Saved entries:

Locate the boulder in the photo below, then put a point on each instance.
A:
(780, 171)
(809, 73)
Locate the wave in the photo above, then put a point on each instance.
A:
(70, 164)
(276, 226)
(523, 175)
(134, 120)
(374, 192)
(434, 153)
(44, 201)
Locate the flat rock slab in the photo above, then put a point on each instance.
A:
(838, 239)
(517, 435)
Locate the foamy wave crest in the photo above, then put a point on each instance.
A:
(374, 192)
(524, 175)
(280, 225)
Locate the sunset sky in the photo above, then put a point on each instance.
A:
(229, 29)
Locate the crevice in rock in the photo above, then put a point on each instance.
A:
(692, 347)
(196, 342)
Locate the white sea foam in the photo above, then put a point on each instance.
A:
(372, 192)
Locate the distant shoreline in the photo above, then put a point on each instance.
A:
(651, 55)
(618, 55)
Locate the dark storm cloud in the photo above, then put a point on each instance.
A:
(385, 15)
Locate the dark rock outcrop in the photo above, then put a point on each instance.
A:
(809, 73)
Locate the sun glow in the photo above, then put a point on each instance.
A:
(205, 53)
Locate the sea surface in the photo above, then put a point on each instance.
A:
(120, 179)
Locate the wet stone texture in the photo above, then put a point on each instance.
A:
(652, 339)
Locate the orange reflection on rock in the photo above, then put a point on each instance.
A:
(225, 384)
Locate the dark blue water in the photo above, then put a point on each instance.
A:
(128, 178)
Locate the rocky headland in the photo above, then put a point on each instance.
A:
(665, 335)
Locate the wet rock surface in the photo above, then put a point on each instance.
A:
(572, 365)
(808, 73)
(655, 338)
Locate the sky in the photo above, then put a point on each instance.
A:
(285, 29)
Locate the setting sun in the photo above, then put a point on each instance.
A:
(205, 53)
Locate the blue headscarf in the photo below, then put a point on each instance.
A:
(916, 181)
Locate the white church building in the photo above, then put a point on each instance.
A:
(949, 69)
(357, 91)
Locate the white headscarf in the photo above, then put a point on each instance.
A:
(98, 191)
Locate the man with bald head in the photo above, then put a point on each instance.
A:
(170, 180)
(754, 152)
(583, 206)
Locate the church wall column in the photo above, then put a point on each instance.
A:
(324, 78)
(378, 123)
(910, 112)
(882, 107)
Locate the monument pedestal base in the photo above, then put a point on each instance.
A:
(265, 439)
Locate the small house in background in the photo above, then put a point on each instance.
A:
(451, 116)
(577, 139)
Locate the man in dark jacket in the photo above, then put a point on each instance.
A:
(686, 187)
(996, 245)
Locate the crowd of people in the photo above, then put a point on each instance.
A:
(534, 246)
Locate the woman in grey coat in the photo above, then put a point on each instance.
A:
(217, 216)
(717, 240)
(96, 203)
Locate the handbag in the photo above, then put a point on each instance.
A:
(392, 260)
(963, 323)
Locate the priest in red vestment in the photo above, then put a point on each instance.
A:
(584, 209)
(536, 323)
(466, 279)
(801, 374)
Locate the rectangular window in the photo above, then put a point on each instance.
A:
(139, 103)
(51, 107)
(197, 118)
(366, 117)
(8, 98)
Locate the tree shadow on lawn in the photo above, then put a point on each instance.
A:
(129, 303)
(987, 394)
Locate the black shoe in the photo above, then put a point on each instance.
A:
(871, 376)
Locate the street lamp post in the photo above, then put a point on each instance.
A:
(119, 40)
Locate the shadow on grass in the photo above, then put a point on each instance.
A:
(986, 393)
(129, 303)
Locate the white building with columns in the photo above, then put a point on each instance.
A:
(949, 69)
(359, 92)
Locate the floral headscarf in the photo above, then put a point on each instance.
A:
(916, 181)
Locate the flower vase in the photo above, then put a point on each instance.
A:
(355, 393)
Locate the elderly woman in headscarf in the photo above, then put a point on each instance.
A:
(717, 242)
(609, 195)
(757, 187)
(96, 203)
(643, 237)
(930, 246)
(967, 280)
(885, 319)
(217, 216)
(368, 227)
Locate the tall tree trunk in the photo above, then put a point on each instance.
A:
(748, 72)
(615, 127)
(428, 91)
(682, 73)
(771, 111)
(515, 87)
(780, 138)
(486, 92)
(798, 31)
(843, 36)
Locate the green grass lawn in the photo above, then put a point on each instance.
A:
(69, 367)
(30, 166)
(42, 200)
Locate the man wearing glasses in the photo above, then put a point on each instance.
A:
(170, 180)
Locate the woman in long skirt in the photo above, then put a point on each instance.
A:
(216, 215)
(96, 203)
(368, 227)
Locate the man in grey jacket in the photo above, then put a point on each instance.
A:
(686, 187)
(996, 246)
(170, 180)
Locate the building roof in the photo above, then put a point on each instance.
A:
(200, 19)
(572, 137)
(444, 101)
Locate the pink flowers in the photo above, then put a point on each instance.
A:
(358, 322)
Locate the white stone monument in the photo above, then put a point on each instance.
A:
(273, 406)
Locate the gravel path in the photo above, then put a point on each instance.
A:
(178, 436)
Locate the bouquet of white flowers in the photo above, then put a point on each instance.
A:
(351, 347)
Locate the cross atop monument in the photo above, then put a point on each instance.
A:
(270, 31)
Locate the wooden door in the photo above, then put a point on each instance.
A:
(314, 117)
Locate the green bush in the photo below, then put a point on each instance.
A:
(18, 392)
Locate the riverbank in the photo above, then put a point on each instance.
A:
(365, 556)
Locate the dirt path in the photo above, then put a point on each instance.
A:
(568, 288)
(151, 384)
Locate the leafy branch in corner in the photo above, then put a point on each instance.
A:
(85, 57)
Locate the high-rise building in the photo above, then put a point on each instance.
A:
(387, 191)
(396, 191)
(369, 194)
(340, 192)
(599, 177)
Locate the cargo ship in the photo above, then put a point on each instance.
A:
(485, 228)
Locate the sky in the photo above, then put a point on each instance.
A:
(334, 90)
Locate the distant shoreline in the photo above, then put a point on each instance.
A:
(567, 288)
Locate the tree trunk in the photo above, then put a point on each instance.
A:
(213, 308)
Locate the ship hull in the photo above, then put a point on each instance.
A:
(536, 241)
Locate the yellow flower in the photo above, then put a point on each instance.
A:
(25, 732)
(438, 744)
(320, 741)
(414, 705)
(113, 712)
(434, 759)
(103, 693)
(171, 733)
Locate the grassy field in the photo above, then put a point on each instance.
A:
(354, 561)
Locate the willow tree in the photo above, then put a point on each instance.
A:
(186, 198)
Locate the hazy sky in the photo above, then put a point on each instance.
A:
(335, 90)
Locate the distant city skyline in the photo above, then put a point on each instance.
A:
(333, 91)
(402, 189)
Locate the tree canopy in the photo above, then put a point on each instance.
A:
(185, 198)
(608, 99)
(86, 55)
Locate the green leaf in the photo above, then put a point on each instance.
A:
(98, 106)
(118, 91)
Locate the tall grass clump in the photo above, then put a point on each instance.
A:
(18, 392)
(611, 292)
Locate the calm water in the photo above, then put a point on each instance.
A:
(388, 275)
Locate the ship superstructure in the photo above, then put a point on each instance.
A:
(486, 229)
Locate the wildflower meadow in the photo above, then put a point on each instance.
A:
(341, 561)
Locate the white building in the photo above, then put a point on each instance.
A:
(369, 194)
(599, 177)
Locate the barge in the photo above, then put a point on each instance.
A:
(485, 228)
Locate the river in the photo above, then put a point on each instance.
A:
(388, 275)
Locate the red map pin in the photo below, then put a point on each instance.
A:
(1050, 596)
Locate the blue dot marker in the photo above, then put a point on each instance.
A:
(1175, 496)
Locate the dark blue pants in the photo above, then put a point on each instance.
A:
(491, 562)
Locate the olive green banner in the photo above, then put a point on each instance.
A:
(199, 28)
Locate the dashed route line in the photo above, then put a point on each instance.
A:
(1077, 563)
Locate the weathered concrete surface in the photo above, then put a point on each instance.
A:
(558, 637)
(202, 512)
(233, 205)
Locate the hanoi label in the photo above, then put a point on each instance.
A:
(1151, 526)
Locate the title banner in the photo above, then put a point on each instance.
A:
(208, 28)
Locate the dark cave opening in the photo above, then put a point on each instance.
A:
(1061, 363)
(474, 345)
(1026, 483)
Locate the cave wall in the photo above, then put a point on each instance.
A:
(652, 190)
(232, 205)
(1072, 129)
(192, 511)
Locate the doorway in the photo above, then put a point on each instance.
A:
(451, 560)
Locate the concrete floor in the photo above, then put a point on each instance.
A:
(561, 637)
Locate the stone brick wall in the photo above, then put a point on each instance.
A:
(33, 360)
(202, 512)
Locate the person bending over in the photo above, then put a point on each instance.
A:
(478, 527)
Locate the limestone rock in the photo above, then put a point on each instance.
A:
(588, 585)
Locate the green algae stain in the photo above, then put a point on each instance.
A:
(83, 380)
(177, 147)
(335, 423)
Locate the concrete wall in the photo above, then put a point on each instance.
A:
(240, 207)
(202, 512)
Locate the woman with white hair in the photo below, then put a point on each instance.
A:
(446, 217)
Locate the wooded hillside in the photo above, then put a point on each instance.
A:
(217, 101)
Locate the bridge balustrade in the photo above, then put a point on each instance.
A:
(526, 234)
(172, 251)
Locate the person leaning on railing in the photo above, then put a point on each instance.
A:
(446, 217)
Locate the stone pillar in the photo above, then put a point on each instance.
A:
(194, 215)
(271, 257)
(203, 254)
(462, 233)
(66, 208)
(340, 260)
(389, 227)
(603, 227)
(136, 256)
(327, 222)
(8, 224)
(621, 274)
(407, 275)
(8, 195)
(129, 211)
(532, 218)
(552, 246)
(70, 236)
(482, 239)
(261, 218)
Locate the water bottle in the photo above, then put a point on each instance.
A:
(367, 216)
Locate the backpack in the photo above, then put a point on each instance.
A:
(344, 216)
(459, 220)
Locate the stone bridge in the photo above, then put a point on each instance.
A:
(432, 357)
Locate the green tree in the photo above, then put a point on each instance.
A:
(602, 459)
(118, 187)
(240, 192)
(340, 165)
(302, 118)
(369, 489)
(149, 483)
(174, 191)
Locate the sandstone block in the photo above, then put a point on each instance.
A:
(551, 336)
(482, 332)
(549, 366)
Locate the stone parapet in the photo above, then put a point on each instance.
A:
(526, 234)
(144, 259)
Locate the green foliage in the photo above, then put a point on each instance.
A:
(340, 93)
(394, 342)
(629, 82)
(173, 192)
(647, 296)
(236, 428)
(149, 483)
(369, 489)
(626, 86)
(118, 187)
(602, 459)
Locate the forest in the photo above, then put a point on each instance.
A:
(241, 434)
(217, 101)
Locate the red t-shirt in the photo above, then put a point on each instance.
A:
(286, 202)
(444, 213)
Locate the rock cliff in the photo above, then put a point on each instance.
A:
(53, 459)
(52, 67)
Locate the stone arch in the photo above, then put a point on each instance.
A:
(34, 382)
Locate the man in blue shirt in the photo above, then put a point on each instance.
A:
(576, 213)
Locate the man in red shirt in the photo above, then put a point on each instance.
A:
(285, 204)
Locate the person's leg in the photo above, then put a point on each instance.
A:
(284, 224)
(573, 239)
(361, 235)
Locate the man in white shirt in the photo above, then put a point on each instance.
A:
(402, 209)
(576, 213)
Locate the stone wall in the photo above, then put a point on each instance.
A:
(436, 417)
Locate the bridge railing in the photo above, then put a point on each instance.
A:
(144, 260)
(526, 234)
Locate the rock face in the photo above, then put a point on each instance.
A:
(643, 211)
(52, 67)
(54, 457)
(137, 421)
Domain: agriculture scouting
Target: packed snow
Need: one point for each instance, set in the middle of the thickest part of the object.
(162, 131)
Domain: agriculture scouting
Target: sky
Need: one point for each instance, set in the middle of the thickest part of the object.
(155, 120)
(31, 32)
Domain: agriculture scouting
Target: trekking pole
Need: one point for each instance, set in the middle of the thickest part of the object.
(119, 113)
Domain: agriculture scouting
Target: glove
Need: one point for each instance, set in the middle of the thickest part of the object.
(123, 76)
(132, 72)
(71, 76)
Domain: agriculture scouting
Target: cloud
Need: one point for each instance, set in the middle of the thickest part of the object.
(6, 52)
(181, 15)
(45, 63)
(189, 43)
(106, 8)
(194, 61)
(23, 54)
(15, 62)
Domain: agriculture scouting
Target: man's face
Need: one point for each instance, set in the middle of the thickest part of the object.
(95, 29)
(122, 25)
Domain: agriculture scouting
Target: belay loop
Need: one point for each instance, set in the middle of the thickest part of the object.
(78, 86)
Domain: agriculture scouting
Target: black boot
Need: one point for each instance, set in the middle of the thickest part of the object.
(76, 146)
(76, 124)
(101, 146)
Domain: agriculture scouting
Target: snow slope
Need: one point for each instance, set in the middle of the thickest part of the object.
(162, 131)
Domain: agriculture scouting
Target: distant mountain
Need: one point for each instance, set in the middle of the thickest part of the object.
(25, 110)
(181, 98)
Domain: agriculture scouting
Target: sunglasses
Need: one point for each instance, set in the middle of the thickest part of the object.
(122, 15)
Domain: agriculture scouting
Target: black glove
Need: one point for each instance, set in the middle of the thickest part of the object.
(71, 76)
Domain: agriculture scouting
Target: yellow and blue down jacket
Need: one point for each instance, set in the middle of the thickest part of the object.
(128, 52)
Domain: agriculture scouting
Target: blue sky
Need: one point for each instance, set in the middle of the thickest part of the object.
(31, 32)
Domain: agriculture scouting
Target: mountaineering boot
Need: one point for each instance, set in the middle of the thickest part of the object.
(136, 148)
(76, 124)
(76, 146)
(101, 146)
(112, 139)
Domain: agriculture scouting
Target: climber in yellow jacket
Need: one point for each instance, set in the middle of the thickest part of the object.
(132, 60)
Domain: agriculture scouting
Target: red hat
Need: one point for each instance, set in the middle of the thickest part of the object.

[INSTRUCTIONS TO FOLLOW]
What is needed is the number of lines in the data that hold the word "flowers", with nothing added.

[TASK SOLUTION]
2